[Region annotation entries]
****************************************

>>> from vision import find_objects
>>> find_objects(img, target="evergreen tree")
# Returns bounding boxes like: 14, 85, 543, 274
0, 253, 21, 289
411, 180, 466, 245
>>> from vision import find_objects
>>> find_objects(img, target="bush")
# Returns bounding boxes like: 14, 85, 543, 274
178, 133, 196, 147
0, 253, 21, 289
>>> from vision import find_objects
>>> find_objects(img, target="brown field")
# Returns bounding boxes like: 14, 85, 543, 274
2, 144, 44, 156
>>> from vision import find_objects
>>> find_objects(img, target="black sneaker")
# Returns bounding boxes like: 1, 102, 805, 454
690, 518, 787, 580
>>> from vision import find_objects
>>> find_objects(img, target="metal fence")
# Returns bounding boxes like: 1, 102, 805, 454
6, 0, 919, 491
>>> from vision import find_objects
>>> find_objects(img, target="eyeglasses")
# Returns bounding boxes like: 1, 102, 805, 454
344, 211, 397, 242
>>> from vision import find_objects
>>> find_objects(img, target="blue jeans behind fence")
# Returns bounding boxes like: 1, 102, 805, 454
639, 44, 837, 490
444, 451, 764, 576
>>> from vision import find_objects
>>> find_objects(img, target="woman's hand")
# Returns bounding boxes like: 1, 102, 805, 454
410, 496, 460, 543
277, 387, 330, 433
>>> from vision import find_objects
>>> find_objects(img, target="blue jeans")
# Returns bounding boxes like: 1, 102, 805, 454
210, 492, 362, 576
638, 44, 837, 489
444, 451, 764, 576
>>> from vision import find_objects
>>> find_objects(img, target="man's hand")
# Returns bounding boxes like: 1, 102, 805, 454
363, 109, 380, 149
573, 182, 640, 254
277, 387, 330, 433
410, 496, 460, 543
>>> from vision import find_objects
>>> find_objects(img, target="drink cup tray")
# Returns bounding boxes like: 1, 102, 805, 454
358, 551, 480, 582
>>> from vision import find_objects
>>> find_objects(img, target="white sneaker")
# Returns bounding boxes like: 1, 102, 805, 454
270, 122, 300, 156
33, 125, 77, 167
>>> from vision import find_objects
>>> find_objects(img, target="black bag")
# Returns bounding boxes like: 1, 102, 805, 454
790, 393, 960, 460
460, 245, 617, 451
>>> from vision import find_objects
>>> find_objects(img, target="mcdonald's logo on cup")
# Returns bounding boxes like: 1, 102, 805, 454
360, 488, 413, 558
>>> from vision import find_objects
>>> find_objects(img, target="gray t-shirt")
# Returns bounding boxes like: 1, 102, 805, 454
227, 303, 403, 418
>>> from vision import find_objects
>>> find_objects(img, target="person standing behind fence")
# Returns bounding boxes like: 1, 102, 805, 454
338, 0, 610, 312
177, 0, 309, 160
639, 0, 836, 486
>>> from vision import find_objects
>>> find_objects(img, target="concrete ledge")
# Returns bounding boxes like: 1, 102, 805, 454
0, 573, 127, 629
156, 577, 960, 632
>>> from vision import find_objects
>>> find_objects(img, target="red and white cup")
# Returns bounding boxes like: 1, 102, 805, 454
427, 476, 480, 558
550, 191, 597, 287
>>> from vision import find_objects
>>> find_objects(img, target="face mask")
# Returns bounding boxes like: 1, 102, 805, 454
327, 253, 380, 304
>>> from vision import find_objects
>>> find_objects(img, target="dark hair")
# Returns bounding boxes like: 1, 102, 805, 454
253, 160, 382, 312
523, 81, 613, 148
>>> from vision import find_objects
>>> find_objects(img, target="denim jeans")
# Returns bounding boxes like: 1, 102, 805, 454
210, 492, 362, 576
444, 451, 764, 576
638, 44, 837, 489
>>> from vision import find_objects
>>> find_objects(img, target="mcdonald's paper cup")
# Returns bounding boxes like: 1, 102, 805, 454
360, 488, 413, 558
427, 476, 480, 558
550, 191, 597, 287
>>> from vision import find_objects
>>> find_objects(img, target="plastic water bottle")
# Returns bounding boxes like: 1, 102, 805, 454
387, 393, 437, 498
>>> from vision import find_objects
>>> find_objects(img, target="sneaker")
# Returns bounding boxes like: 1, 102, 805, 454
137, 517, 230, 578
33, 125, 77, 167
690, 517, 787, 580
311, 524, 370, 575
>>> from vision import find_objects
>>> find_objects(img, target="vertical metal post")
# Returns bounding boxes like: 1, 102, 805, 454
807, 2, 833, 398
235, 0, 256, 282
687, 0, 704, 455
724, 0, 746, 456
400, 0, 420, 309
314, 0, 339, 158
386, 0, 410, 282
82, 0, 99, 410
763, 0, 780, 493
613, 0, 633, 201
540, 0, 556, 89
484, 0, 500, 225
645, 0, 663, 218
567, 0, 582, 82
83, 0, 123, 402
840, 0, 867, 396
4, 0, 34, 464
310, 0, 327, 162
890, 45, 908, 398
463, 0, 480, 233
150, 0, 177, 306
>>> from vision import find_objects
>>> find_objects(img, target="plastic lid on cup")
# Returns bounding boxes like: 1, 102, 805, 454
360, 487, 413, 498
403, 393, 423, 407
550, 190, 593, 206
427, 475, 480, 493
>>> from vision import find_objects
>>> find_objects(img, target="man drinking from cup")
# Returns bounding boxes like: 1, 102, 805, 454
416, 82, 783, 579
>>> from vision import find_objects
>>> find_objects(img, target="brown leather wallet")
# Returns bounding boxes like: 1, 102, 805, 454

****************************************

Goal:
Write each line above out exactly.

Exercise solution:
>>> from vision import find_objects
>>> find_objects(img, target="evergreen tree")
# Returns bounding boxes like: 14, 85, 543, 274
0, 253, 21, 289
411, 180, 466, 245
>>> from vision import find_objects
>>> find_objects(img, target="bush")
# Returns bounding boxes like: 14, 85, 543, 274
178, 133, 196, 147
0, 253, 21, 289
>>> from vision import find_objects
>>> find_objects(img, target="brown field")
# Returns bounding boxes like: 14, 85, 543, 274
2, 144, 44, 156
>>> from vision import find_objects
>>> find_objects(img, target="black sneaker")
# Returns bounding boxes like: 1, 102, 805, 454
690, 518, 787, 580
>>> from vision import find_objects
>>> find_objects(img, target="metal fence")
# Returns bounding boxes like: 1, 102, 805, 454
6, 0, 919, 491
>>> from vision import find_objects
>>> find_objects(img, target="eyeglasses")
# Returns bounding boxes like: 1, 102, 805, 454
344, 211, 397, 242
>>> from vision import find_objects
>>> find_objects(img, target="blue jeans behind fence")
# Returns bounding boxes like: 1, 102, 805, 454
639, 44, 837, 490
444, 451, 764, 576
>>> from vision import find_objects
>>> find_objects(img, target="woman's hand")
# Returns bounding boxes like: 1, 102, 805, 454
410, 496, 460, 543
277, 387, 330, 433
>>> from vision import find_objects
>>> find_objects(img, target="blue jeans")
# Returns bounding boxes like: 1, 102, 805, 454
210, 492, 362, 576
638, 44, 837, 489
444, 451, 764, 576
>>> from vision import find_objects
>>> find_objects(img, target="man's hand")
# Returns bounding boxes like: 1, 102, 805, 454
363, 109, 380, 149
573, 182, 640, 254
277, 387, 330, 433
410, 496, 460, 543
>>> from vision import find_objects
>>> find_objects(img, target="drink cup tray")
# Returns bounding boxes like: 1, 102, 805, 454
358, 551, 480, 582
>>> from vision import find_objects
>>> find_objects(img, target="white sneaker")
# Returns bounding boxes like: 1, 102, 805, 454
270, 122, 300, 156
33, 125, 77, 167
>>> from vision import find_objects
>>> find_objects(img, target="black bag")
# Returns bounding boxes like: 1, 102, 805, 454
790, 393, 960, 460
460, 245, 617, 451
>>> from vision import find_objects
>>> find_objects(img, target="mcdonald's logo on cup")
# Returns bounding boxes like: 1, 102, 805, 454
360, 488, 413, 558
>>> from vision import find_objects
>>> find_objects(img, target="gray t-shirt")
# Returns bounding boxes like: 1, 102, 805, 454
227, 303, 403, 418
>>> from vision import find_objects
>>> find_objects(img, target="person standing behind fence")
# Returns bounding boxes like: 1, 102, 805, 454
338, 0, 610, 312
177, 0, 309, 160
639, 0, 836, 486
>>> from vision import find_objects
>>> find_objects(img, target="concrete ledge")
# Returns bounding boxes like: 1, 102, 805, 454
0, 573, 127, 629
156, 577, 960, 632
>>> from vision import find_objects
>>> find_objects(img, target="red and white cup")
# Returns bounding boxes like: 1, 102, 805, 454
427, 476, 480, 558
550, 191, 597, 287
>>> from vision import find_objects
>>> find_objects(img, target="face mask")
# Returns bounding boxes like: 1, 102, 805, 454
327, 253, 380, 304
>>> from vision import find_objects
>>> find_objects(img, target="dark hair")
# Returns bounding boxes like: 1, 102, 805, 454
253, 160, 382, 312
523, 81, 613, 148
>>> from vision import find_objects
>>> find_objects(img, target="denim jeans")
# Returns bounding boxes like: 1, 102, 805, 454
210, 492, 362, 576
444, 451, 764, 576
638, 44, 837, 489
>>> from vision import find_objects
>>> find_objects(img, target="mcdonald's paper cup")
# Returns bounding boxes like: 1, 102, 805, 454
360, 488, 413, 558
427, 476, 480, 558
550, 191, 597, 287
>>> from vision import find_objects
>>> find_objects(img, target="plastic water bottle")
# Returns bounding boxes like: 1, 102, 805, 454
387, 393, 437, 498
>>> from vision import find_objects
>>> find_objects(img, target="sneaker")
# Returns bounding boxes like: 1, 102, 805, 454
137, 517, 230, 578
33, 125, 77, 167
690, 517, 787, 580
311, 524, 370, 575
>>> from vision import find_objects
>>> find_objects(img, target="vertical metal post")
# Returns bounding boxes like: 1, 102, 805, 454
807, 2, 833, 398
235, 0, 256, 282
687, 0, 704, 455
724, 0, 746, 456
400, 0, 420, 309
314, 0, 339, 158
386, 0, 410, 282
82, 0, 99, 410
763, 0, 780, 493
613, 0, 633, 201
540, 0, 556, 89
484, 0, 500, 225
645, 0, 663, 218
567, 0, 582, 82
83, 0, 123, 402
840, 0, 867, 396
4, 0, 34, 464
310, 0, 327, 162
890, 45, 908, 398
463, 0, 480, 233
150, 0, 177, 306
>>> from vision import find_objects
>>> find_objects(img, target="plastic lid on cup")
# Returns bounding boxes like: 1, 102, 805, 454
360, 487, 413, 498
403, 393, 423, 407
550, 190, 593, 206
427, 475, 480, 493
>>> from vision import find_objects
>>> find_objects(img, target="man drinking from cup")
# Returns bounding boxes like: 1, 102, 805, 454
416, 82, 783, 579
>>> from vision import find_objects
>>> find_objects(img, target="brown leather wallet")
# Returns bounding boxes like: 1, 102, 805, 454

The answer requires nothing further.